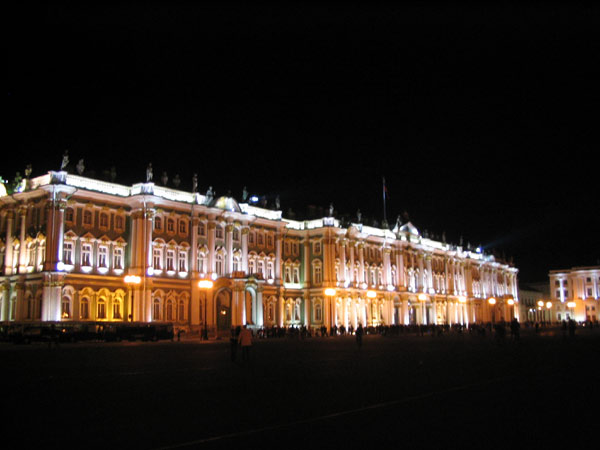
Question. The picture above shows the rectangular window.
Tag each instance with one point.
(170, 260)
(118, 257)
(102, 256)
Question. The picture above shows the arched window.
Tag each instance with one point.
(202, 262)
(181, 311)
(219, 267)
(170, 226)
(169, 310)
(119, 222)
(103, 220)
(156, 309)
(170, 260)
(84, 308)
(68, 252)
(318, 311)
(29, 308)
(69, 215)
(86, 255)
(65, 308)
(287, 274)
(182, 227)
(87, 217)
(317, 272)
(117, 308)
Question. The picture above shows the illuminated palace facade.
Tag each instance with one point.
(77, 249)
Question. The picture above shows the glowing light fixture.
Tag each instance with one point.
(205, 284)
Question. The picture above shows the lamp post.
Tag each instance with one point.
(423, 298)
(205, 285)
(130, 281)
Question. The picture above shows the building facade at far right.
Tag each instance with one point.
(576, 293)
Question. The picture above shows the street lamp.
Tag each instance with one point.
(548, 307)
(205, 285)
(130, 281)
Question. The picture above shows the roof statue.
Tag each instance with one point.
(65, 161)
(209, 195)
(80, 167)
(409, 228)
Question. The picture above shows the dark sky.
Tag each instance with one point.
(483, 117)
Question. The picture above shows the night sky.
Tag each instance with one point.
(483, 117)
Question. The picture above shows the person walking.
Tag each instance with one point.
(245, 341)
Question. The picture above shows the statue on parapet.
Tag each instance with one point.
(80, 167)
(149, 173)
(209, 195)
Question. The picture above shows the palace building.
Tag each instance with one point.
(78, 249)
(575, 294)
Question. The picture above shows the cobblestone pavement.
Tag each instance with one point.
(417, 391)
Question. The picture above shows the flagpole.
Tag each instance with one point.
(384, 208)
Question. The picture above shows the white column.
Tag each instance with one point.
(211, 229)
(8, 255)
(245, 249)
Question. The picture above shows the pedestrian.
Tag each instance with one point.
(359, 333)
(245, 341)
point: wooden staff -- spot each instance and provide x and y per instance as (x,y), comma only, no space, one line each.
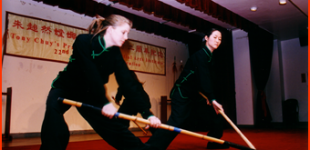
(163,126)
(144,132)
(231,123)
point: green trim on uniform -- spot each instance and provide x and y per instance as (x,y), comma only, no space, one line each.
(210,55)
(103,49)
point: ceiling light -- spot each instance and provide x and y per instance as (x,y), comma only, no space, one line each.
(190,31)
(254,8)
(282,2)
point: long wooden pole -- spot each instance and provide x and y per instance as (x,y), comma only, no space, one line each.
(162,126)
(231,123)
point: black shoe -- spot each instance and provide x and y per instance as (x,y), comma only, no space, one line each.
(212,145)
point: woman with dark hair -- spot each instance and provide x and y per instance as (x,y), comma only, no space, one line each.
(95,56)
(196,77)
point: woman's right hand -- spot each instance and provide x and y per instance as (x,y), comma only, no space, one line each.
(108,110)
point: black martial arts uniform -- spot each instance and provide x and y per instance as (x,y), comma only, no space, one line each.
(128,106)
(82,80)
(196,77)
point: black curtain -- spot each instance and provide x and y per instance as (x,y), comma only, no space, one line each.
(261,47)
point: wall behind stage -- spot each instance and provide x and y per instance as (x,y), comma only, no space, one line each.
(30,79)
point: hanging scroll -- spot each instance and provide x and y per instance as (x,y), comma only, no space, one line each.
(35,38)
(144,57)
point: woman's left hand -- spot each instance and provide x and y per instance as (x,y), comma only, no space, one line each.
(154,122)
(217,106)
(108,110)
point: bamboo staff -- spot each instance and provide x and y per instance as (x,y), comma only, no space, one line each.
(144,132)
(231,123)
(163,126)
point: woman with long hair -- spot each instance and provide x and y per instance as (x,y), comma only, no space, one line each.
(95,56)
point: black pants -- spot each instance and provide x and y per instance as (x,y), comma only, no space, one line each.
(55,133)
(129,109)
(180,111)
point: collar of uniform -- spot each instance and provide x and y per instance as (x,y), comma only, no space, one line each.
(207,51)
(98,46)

**Task directions**
When a line in the records holds the string "lamp", copy that line.

**Answer to this task**
Question. The picture above shows the lamp post.
Question. The picture above shows the street lamp.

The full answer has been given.